▶ EXCERPT
────────────────────
There are no natural lakes in Sri Lanka, but there are numerous ancient irrigation tanks mainly scattered in the low land dry zone. Typical irrigation tanks include Parakrama Samudra, Kala Wewa, Minneriya Wewa" and Tissa Wewa.

- Manel, Water lily (Nymphaea spp.)
- Nelum, Tamarai (Nelumbo nucifera)
- Kekatiya, Koddi (Aponogeton spp.)
- Often free-floating invasive alien plant species such as Salvinia and Water hyacinth also can be seen in these tanks.

==== Seashore ====
The long sea shore of Sri Lanka varies in nature. The most common sea shore type is sandy seashores. The seashore areas share the characteristics of high temperature throughout, and slat spray and high winds especially during the monsoon seasons. Most of the sea shore plants have adapted to these conditions. Examples for these plants are,

- Muhudu Bimthamburu, Beach Morning Glory, Atampu (Ipomoea pes-caprae)
- Maha rawana revula, Ravannan meesai (Spinifex littoreus)

The vegetation gradually become stable a distance away from the tide mark, with the stabilization of the soil. In these areas plant species such as,

- Wara, Erukkalau (Calotropis gigantea)
- Wetakeiya, Talai (Pandanus spp.)

==== Sand dunes ====
Sand dunes are characterized by stunted or creping vegetation on large masses of sand. The sand dune structure is determined by wind speed and direction. Dunes are raised beaches of sand and are characteristic of certain coastal areas in the arid zone. Example: near Mullativu, Trincomalee, Kalpitiya, Yala etc.
────────────────────
▶ DATASET RECORDS
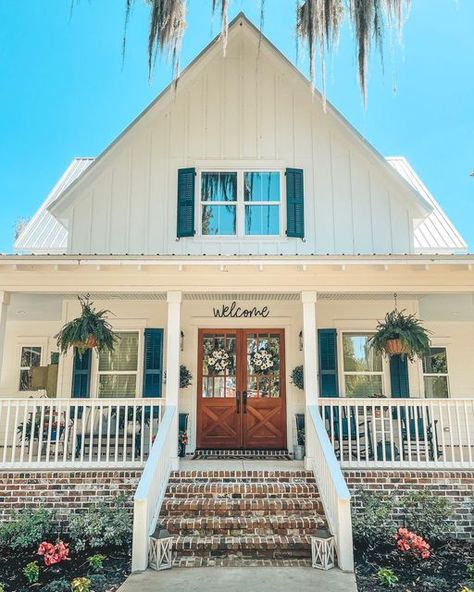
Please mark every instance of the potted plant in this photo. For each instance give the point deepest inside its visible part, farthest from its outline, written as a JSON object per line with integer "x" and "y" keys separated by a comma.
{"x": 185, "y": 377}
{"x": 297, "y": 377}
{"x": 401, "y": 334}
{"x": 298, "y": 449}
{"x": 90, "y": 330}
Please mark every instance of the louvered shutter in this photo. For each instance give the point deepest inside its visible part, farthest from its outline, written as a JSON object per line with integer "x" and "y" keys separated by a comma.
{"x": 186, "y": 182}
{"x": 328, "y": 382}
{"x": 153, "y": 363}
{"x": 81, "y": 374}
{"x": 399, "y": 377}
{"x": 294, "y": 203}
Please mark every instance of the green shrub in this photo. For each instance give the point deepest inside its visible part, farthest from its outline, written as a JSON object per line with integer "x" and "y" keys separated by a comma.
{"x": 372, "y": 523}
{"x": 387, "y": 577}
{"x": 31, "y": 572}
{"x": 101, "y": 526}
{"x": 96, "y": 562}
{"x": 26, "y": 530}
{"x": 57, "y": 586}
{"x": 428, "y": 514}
────────────────────
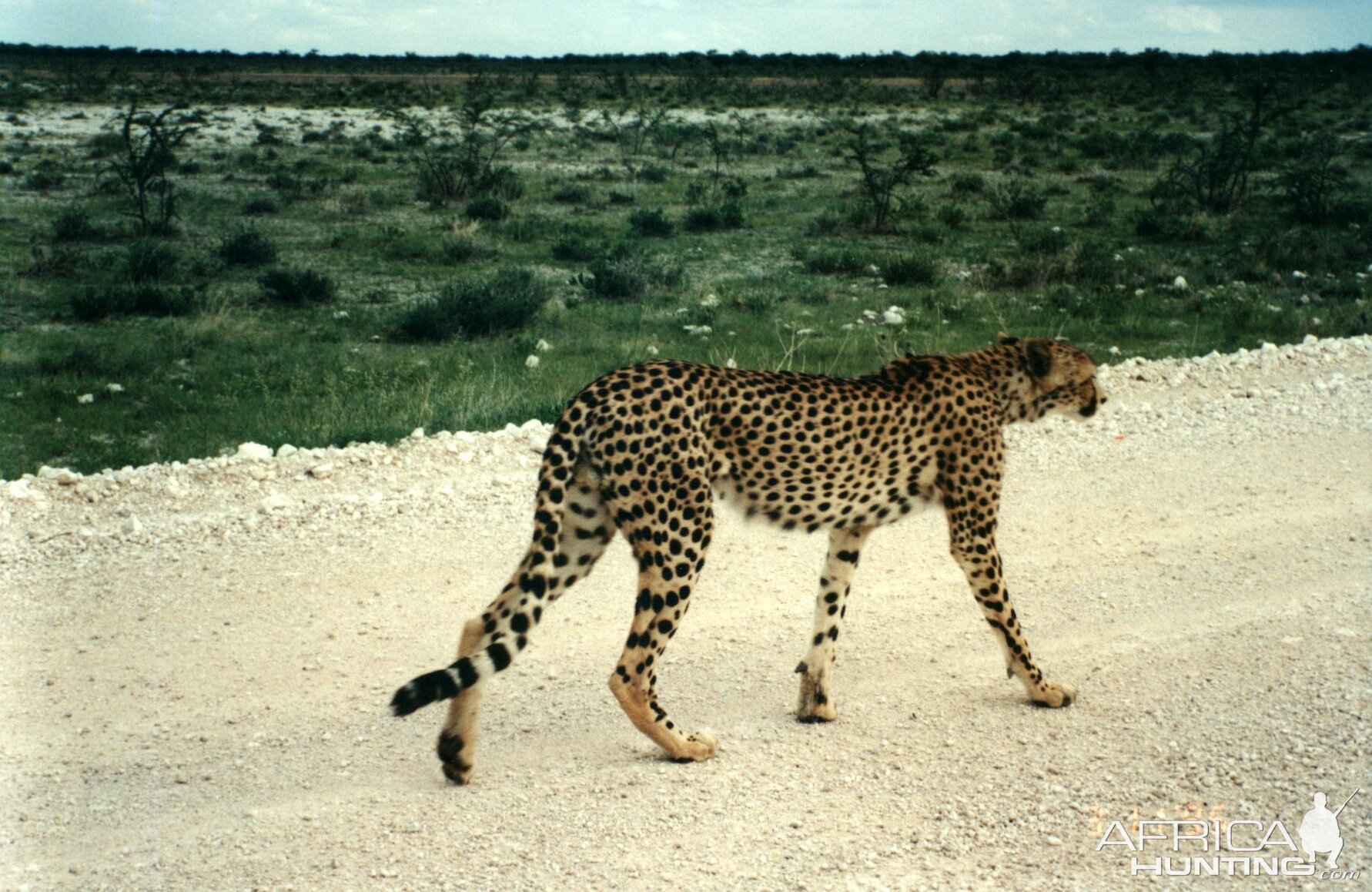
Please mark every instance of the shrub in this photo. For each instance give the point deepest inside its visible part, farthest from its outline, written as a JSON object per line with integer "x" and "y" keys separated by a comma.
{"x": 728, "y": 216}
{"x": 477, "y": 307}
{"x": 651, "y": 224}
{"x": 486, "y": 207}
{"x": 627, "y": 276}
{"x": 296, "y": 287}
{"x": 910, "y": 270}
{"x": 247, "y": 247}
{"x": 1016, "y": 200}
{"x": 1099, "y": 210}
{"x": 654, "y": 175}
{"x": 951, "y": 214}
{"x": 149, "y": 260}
────────────────────
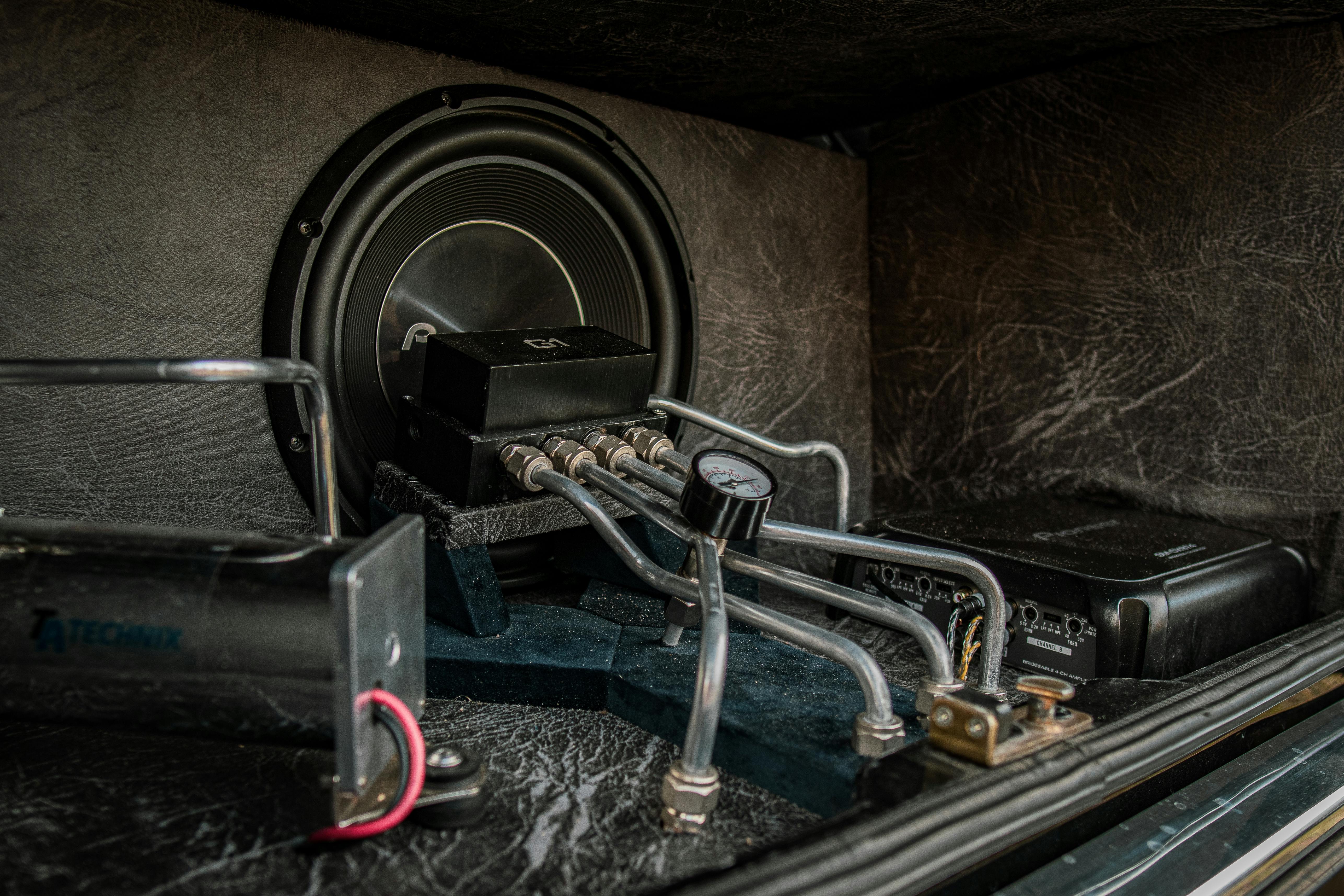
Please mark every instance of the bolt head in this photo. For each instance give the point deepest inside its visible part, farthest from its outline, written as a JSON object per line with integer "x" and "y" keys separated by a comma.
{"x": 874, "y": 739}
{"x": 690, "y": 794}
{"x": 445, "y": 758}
────────────────────
▶ WORK ORDER
Transcribe the portion of the excerpt on Sri Lankan tanks, seashores and sand dunes starting with "- Often free-floating" and going on through "Atampu (Ipomoea pes-caprae)", keeping every word and mark unchanged.

▶ RESULT OF THE TASK
- Often free-floating invasive alien plant species such as Salvinia and Water hyacinth also can be seen in these tanks.

==== Seashore ====
The long sea shore of Sri Lanka varies in nature. The most common sea shore type is sandy seashores. The seashore areas share the characteristics of high temperature throughout, and slat spray and high winds especially during the monsoon seasons. Most of the sea shore plants have adapted to these conditions. Examples for these plants are,

- Muhudu Bimthamburu, Beach Morning Glory, Atampu (Ipomoea pes-caprae)